• **Work order A**
List every distinct work cited in the Seeder passage, giving each as author(s) and year, once each.
• **Work order B**
Please repeat the stretch of the Seeder passage from "The Seeder algorithm" through "motif finding operations.", word for word.
• **Work order C**
Go on with the Seeder passage, starting right after its final sentence.

• **Supplied text**

======

3.2 Arabidopsis seed-specific motifs

The Seeder algorithm was used to discover motifs (on both strands) in a set of 57 promoter sequences of A. thaliana seed-specific marker genes identified by expression data analysis (Schmid et al., 2005). The computation of the background distributions (motif seed length of 6) took 35 min using a single Intel^® ×86 processor, and motif computation took ∼3.5 min per motif reported. This example shows that most of the computing time is used to compute the background model, particularly when using genome-scale background datasets. The Seeder::Background module was therefore designed to precompute background models which can be reused for any number of motif finding operations.

The top two predictions (q-value <0.01) were compared to known plant motifs in the PLACE database (Higo et al., 1998) using the STAMP web server (Mahony and Benos, 2007). The first motif (Fig. 3, m1) (q-value=4.4 × 10⁻⁹, information content=7.4) and the second motif (Fig. 3, m2) (q-value=1.1 × 10⁻³, information content=7.6) are similar to two experimentally characterized cis-regulatory elements found in the napA promoter in B. napus, the RY repeat (CATGCA) (E=6.32 × 10⁻⁸) and the G-box (CACGTG) (E=2.92 × 10⁻⁵) (Ezcurra et al., 1999). The function of these regulatory elements was shown by substitution mutation analysis using promoter–reporter gene fusions, leading to a strong reduction of the napA promoter activity in seeds (Ezcurra et al., 1999). The second motif is also highly similar to a sequence (ACGTGTC) (E=4.70 × 10⁻¹¹) overrepresented in the promoters of A. thaliana genes downregulated during seed germination (Ogawa et al., 2003).

Fig. 3.

Arabidopsis seed-specific motifs. Sequence logos of motifs overrepresented in the promoters of A. thaliana seed-specific marker genes. (A) Full-length forward motifs. (B) Reverse complement of motifs.

4 CONCLUSION

We have described a novel algorithm for DNA motif discovery and demonstrated its capacity to discover motifs in real biological datasets. Advantages of the algorithm over other approaches include (i) the enumerative-guaranteed optimality of seed selection; (ii) a background model based on empirical distribution of SMDs; and (iii) efficient data structures that make background and motif computations relatively fast at moderate seed lengths.

======

Saved entries
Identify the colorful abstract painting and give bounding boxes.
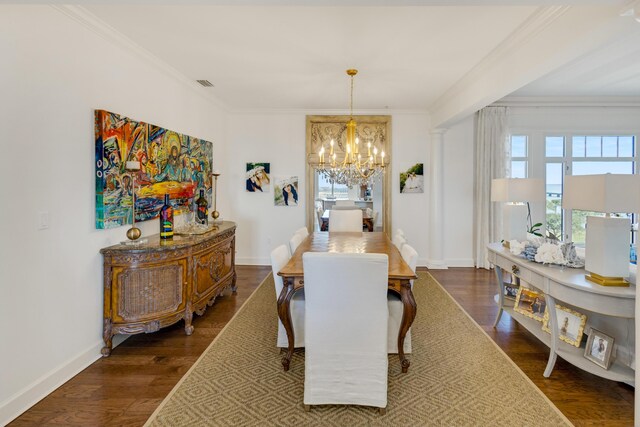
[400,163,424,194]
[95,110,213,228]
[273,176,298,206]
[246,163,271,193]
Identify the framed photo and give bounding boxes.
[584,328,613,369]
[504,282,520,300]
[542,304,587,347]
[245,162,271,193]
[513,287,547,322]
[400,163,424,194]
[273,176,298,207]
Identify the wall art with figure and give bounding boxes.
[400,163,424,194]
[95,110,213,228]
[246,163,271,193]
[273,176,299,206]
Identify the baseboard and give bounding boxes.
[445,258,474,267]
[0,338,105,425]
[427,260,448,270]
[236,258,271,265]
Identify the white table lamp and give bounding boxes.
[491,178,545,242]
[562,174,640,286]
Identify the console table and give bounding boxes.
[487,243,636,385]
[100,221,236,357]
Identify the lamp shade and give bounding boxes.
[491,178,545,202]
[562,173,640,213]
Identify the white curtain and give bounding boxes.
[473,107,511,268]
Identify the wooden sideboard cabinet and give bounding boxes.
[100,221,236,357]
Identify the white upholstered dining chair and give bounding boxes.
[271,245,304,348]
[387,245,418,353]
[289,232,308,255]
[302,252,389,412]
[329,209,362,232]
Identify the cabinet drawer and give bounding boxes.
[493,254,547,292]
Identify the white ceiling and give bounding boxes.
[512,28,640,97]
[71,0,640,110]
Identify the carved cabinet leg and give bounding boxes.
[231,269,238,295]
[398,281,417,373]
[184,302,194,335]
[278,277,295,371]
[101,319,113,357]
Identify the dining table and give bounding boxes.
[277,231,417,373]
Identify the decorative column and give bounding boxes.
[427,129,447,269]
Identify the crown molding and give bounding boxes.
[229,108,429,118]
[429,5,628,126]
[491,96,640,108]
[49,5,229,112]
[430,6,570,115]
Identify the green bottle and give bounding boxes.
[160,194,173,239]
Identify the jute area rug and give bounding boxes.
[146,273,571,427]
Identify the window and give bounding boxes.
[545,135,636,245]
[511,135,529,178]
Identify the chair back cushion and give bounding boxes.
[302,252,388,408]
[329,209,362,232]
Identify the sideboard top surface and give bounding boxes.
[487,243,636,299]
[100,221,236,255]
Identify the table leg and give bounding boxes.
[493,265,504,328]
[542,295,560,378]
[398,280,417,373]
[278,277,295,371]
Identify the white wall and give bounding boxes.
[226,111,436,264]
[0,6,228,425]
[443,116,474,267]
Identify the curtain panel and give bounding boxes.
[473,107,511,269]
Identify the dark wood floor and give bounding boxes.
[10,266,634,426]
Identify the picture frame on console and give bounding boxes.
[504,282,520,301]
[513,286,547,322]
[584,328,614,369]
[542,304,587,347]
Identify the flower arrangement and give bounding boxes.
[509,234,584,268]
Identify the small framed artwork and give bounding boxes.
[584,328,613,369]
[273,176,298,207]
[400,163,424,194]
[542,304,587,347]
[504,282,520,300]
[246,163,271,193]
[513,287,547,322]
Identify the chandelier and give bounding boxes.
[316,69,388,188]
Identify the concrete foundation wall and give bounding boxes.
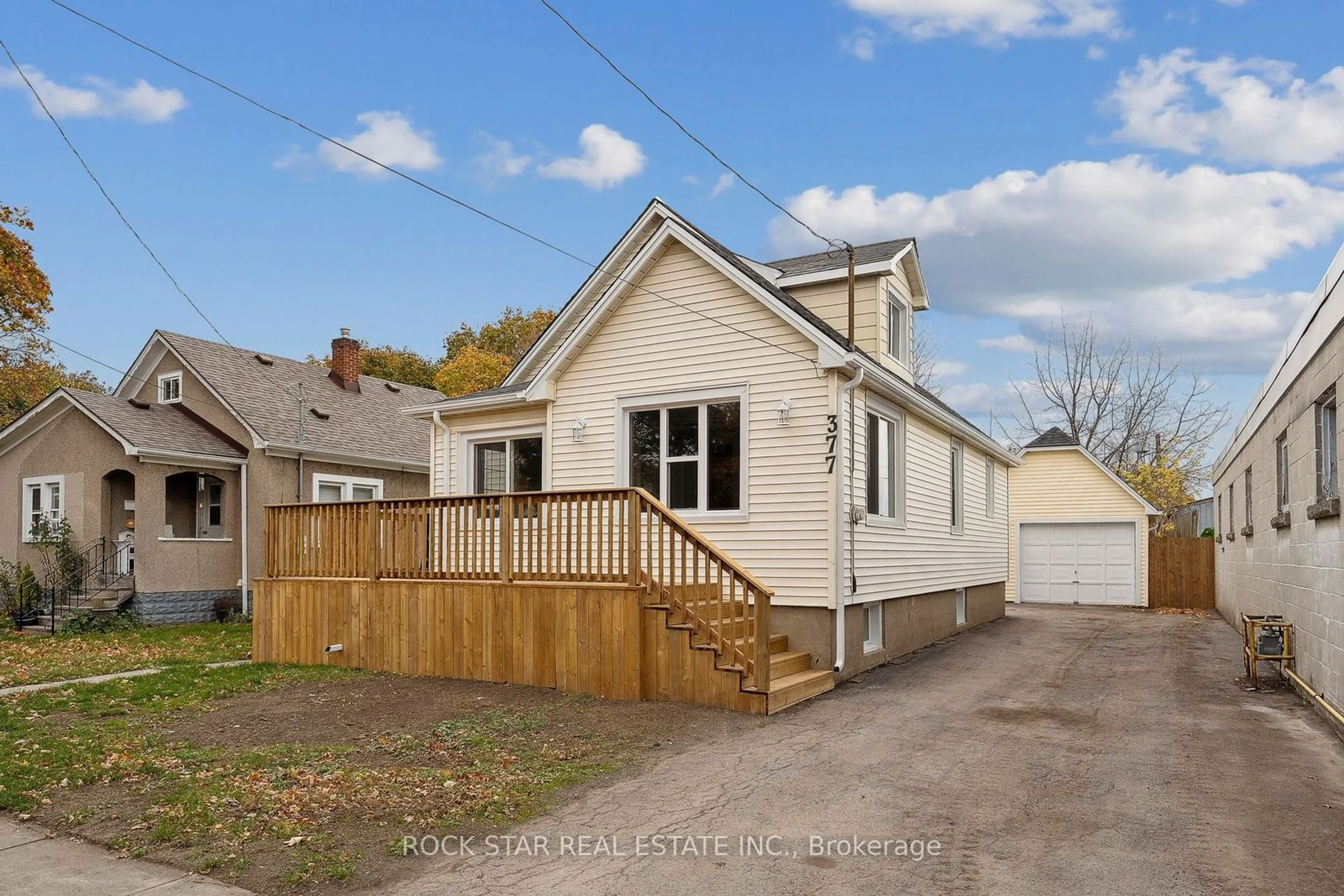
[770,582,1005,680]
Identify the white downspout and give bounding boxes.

======

• **Reply A**
- Schmid et al., 2005
- Higo et al., 1998
- Mahony and Benos, 2007
- Ezcurra et al., 1999
- Ogawa et al., 2003

• **Reply B**
The Seeder algorithm was used to discover motifs (on both strands) in a set of 57 promoter sequences of A. thaliana seed-specific marker genes identified by expression data analysis (Schmid et al., 2005). The computation of the background distributions (motif seed length of 6) took 35 min using a single Intel^® ×86 processor, and motif computation took ∼3.5 min per motif reported. This example shows that most of the computing time is used to compute the background model, particularly when using genome-scale background datasets. The Seeder::Background module was therefore designed to precompute background models which can be reused for any number of motif finding operations.

• **Reply C**
We have benchmarked the algorithm against popular motif finding tools and demonstrated its performance to be equal or better than that of other tools on biological datasets. We note however that, although the Sandve et al. (2007) benchmarks proved extremely useful for our performance analysis, it would be ideal to have suites designed specifically for discriminative motif-finding algorithms.

Tompa et al. (2005) recommend biologists to use a few complementary tools, and to consider the top few predicted motifs of each tool. Based on the benchmarks results presented in this study, we recommend the inclusion of Seeder in the biologist's DNA motif discovery toolbox.

The present implementation of Seeder allows for motif searches in the mode ‘one occurrence per sequence’ (oops). This assumption is deeply engrained in the algorithm and statistics for the selection of the motif seed and the construction of the seed PWM. Of course, once a good seed PWM has been selected, other search modes [e.g. ‘zero-or-one occurrence per sequence’ (zoops) or ‘any-number of repetitions’ (anr)] could be implemented using the type of frameworks previously implemented in tools like MEME or BioProspector.

We have applied the algorithm to the analysis of A. thaliana seed-specific promoters and found that the top two motifs were similar to experimentally characterized cis-regulatory elements found in the promoters of B. napus seed-storage protein genes. This was unanticipated, considering the array of gene families and functions found in the seed-specific gene set from (Schmid et al., 2005).